TASK BRIEF:
Copy out every line of the data exactly.

────────────────────

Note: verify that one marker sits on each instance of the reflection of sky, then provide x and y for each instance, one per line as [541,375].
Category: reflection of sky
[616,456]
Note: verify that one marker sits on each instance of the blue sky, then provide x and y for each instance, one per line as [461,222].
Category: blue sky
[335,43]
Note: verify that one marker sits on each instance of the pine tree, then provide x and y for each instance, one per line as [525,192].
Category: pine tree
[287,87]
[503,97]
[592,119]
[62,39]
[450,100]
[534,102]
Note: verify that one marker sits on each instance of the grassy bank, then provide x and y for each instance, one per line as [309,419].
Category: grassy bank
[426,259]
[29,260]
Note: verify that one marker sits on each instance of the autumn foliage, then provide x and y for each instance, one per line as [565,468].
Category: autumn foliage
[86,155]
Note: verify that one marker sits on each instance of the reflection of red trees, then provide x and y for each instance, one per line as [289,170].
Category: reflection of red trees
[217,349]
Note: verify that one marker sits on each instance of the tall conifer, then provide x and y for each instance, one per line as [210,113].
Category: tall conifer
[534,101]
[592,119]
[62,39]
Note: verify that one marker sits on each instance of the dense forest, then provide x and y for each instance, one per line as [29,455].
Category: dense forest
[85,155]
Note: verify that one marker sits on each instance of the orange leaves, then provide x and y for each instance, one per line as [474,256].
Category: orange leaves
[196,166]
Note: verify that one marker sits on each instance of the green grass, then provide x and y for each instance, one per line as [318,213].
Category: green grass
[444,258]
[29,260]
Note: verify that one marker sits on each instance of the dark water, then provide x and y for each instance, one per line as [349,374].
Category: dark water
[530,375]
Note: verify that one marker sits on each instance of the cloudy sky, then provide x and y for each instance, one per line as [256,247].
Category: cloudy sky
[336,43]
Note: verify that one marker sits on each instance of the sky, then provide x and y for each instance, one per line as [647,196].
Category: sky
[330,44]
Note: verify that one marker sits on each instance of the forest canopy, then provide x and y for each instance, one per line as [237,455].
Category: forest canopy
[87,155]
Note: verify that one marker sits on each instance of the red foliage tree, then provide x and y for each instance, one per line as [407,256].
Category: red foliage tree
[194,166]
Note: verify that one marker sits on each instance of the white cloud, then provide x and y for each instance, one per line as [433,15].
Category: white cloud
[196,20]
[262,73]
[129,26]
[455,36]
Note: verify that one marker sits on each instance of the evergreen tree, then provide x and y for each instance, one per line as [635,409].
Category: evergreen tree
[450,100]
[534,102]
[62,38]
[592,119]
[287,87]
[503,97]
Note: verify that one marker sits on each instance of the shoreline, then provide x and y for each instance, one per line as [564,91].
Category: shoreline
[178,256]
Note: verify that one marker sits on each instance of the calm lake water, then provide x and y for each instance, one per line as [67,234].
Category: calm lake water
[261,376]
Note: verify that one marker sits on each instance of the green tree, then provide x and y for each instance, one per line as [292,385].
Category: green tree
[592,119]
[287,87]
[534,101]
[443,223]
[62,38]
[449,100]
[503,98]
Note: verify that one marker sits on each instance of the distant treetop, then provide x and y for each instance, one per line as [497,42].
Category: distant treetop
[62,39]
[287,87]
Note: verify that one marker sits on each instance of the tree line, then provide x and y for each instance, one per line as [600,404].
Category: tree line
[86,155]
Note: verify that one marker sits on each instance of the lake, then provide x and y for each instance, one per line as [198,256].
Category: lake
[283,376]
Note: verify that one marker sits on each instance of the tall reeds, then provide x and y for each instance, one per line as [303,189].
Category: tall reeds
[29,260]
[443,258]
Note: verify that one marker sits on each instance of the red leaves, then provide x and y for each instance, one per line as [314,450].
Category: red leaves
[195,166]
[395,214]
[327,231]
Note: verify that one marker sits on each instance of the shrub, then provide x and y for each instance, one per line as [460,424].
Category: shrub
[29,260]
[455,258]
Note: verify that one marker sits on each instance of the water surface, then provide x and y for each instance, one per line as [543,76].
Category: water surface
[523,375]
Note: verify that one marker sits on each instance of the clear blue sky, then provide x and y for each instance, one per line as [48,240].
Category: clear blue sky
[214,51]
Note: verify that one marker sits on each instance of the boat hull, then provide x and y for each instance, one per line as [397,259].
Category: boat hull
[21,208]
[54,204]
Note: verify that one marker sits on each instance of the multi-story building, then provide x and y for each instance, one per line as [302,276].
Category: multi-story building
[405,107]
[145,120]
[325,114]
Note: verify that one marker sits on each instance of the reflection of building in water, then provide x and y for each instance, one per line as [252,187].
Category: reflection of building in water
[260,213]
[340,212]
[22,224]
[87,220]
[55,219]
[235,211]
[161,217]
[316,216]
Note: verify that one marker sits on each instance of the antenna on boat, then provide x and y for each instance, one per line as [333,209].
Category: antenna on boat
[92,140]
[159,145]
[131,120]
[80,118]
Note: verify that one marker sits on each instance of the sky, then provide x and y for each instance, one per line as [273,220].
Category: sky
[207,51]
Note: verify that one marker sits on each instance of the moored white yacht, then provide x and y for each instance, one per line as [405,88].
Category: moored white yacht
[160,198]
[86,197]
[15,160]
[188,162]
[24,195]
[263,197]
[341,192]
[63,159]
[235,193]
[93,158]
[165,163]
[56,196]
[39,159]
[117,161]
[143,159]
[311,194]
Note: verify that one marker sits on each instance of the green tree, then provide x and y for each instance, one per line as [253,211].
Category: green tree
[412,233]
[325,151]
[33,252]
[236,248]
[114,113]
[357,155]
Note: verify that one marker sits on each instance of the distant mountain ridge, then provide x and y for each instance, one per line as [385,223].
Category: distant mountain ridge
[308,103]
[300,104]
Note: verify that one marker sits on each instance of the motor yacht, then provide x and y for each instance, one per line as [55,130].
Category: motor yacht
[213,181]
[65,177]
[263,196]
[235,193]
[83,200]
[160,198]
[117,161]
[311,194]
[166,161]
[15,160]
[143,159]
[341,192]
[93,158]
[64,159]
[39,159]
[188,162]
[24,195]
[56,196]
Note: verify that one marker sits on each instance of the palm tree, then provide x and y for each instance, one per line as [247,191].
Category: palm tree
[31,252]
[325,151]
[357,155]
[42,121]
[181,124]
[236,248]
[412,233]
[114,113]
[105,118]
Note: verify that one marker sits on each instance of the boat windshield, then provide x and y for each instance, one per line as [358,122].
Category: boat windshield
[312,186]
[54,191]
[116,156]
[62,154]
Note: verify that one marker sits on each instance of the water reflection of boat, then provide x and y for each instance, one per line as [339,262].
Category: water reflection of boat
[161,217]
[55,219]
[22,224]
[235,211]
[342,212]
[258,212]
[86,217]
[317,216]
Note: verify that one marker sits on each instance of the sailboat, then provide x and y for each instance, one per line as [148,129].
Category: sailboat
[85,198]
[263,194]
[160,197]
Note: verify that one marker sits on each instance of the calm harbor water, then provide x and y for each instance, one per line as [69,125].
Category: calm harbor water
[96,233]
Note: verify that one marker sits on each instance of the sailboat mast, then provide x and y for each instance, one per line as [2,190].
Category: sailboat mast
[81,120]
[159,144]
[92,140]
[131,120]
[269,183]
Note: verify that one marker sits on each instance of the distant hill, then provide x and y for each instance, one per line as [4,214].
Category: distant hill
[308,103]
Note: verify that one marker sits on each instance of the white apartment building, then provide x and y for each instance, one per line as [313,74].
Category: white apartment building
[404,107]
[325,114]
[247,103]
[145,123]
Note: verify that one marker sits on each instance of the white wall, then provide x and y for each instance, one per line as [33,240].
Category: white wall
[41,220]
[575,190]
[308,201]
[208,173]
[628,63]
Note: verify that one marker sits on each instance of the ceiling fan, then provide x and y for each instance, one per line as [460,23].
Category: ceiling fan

────────────────────

WRITTEN REPLY:
Note: verify that one marker sits on each instance of the reflection of sky, then provide x and y for each instance, one per line as [541,375].
Category: reflection of sky
[616,456]
Note: verify that one marker sits on each instance of the blue sky, then provide x and y for each instance, one per line as [461,222].
Category: blue sky
[335,43]
Note: verify that one marker sits on each instance of the pine tree, then provide x and y for each instance, one per line as [525,192].
Category: pine tree
[287,87]
[503,97]
[592,119]
[62,39]
[450,100]
[534,102]
Note: verify that one marker sits on each instance of the grassy bank, then provide x and y for each instance, one per line as [309,419].
Category: grassy bank
[426,259]
[29,260]
Note: verify that one marker sits on each instance of the autumn foliage, then provide x and y for each instance, one per line as [565,468].
Category: autumn foliage
[86,155]
Note: verify that one marker sits on each instance of the reflection of red trees, then provide x and y for each instance, one per line as [289,170].
Category: reflection of red trees
[217,349]
Note: verify that one marker sits on each instance of the tall conifer, then provide x and y for each instance, one per line as [210,113].
Category: tall conifer
[534,101]
[592,119]
[62,39]
Note: verify that one marker sits on each instance of the dense forest, then provide x and y for each instance, one per line as [29,455].
Category: dense forest
[85,155]
Note: verify that one marker sits on each instance of the orange leaves, then provide x and y for each instance, one per line as [474,256].
Category: orange leaves
[196,166]
Note: verify that one marker sits on each instance of the green grass, then provide x and y for each instance, one per line as [318,213].
Category: green grass
[444,258]
[29,260]
Note: verify that one marker sits on each instance of the dark water, then provide x and y for each instance, one per line as [349,374].
Category: dark water
[530,375]
Note: verify that one marker sits on each instance of the cloudy sky, then provide x and y for each instance, one per line as [256,247].
Category: cloudy sky
[336,43]
Note: verify that one marker sits on each instance of the sky, then provide x and y for each instance, one per line as [647,196].
Category: sky
[330,44]
Note: verify that one marker sits on each instance of the forest canopy, then provide x and y for each instance, one per line as [237,455].
Category: forest canopy
[87,155]
Note: verify that one marker sits on each instance of the red foliage tree, then provide x and y for each instance, one per line as [407,256].
Category: red foliage tree
[194,166]
Note: verify that one marker sits on each instance of the white cloud, then provide x and y for each instance, one per line as [433,15].
Category: white cloud
[196,20]
[262,73]
[129,26]
[455,36]
Note: verify that one marker sits on each instance of the evergreen tree, then provide x and y for each instance, one per line as [635,409].
Category: evergreen tree
[450,100]
[534,102]
[62,38]
[592,119]
[287,87]
[503,97]
Note: verify that one marker sits on each instance of the shoreline, then provide x and y for each instance, one per line as [564,91].
Category: shoreline
[178,256]
Note: verify that one marker sits on each instance of the calm lake water, then provide x and y for each instance, one per line as [67,234].
Category: calm lake water
[261,376]
Note: verify that one marker sits on each instance of the green tree, then provide x and y for each instance, one per line as [292,385].
Category: green tree
[592,119]
[287,87]
[534,101]
[443,223]
[62,38]
[449,100]
[503,98]
Note: verify that one marker sits on each instance of the distant treetop, then provide x and y for each instance, one per line as [497,42].
Category: distant treetop
[62,39]
[287,87]
Note: verify that one marker sits on each instance of the tree line, then provide x and y for each instance, one per line as [600,404].
Category: tree line
[86,155]
Note: verify that one marker sits on each instance of the lake, then provide x and y for each instance, one per line as [198,256].
Category: lake
[283,376]
Note: verify that one marker sits on each instance of the tall reeds, then provide x and y for each instance, one per line as [303,189].
Category: tall reeds
[29,260]
[443,258]
Note: verify that one marker sits on each instance of the red leaves, then provide x and y for each instance, one per line as [314,450].
Category: red leaves
[195,166]
[395,214]
[327,231]
Note: verify that one marker sits on each instance of the shrub, then provide x and y for each instance, one per line as [460,424].
Category: shrub
[29,260]
[455,258]
Note: verify that one marker sits on each instance of the water surface, then provide x and y for each instance, one per line as [543,76].
Category: water surface
[523,375]
Note: verify that one marker sits on each instance of the clear blue sky, then provide x and y for each instance, one per line as [48,240].
Category: clear blue sky
[214,51]
Note: verify that one marker sits on each instance of the boat hull, then provide x and y for each instance, one per line as [397,259].
Category: boat hull
[21,208]
[54,204]
Note: verify that one marker sits on each instance of the multi-story building, then provide x and y for each instance, one per line as [302,276].
Category: multi-story building
[405,107]
[145,120]
[325,114]
Note: verify that one marker sits on each instance of the reflection of building in water, then provide x and y for each instance, one per line as [252,187].
Category: reflection of building in water
[260,213]
[340,212]
[22,224]
[87,220]
[55,219]
[235,211]
[161,217]
[316,216]
Note: verify that one marker sits on each instance of the antenna on boat, then provide x and y for each instance, one per line as [333,209].
Category: antenna on boat
[92,140]
[159,145]
[131,120]
[80,118]
Note: verify that one marker sits on each instance of the sky, then provide x and y for each instance, one per line as [273,220].
Category: sky
[207,51]
Note: verify that one marker sits on each instance of the moored white yacht, then provide x and y for each instance, one per line as [405,88].
Category: moored white yacht
[160,198]
[86,197]
[15,160]
[188,162]
[24,195]
[263,197]
[341,192]
[63,159]
[235,193]
[93,158]
[165,163]
[56,196]
[39,159]
[117,161]
[143,159]
[311,194]
Note: verify that one marker sits on each instance of the green tree, then provide x and y for each instance, one per line as [253,211].
Category: green tree
[412,233]
[325,151]
[33,252]
[236,248]
[114,113]
[357,155]
Note: verify that one marker sits on each instance of the distant mountain ridge, then provide x and y for each instance, one per line as [385,223].
Category: distant mountain ridge
[308,103]
[300,104]
Note: verify that one marker sits on each instance of the motor yacht, then provide x and y for each instance, one per line as [55,130].
Category: motor yacht
[213,181]
[65,177]
[263,196]
[235,193]
[83,200]
[160,198]
[117,161]
[311,194]
[166,161]
[15,160]
[143,159]
[341,192]
[93,158]
[64,159]
[39,159]
[188,162]
[24,195]
[56,196]
Note: verify that one marker sits on each instance of the palm tree, then provide x and y for each instance, one per line as [247,191].
Category: palm tree
[31,252]
[325,151]
[357,155]
[42,121]
[181,124]
[236,248]
[412,233]
[114,113]
[105,118]
Note: verify that one marker sits on each instance of the boat windshield, then provide x and y for each instance, one per line as [358,122].
Category: boat windshield
[312,186]
[54,191]
[116,156]
[62,154]
Note: verify that one marker sits on each instance of the water reflection of boat, then provide x and y for each instance, one per line as [339,262].
Category: water reflection of boat
[161,217]
[55,219]
[22,224]
[235,211]
[342,212]
[258,212]
[86,217]
[317,216]
Note: verify that one marker sits on each instance of the sailboat, then provide x and y for each instance, one per line as [148,129].
Category: sailboat
[85,198]
[263,194]
[160,197]
Note: verify that one marker sits on each instance of the calm harbor water, then provide x and y for each instance, one per line as [69,125].
Category: calm harbor water
[96,233]
Note: verify that one marker sits on each instance of the sailboat mast, then provide x and y for each instance, one per line as [2,190].
Category: sailboat mast
[81,120]
[159,144]
[92,140]
[131,120]
[269,183]
Note: verify that one marker sits on each instance of the distant hill, then provide x and y for each instance, one per line as [4,214].
Category: distant hill
[308,103]
Note: verify that one marker sits on each instance of the white apartment building, then provide x and y for each instance, one per line as [313,74].
Category: white apartment building
[404,107]
[325,114]
[247,103]
[145,123]
Note: verify that one marker sits on each instance of the white wall, then provide x and y for each instance, one per line as [33,240].
Category: white wall
[41,220]
[575,190]
[308,201]
[208,173]
[628,63]
Note: verify that one marker sits on each instance of the ceiling fan, then provide x and y for each instance, one per line as [460,23].
Category: ceiling fan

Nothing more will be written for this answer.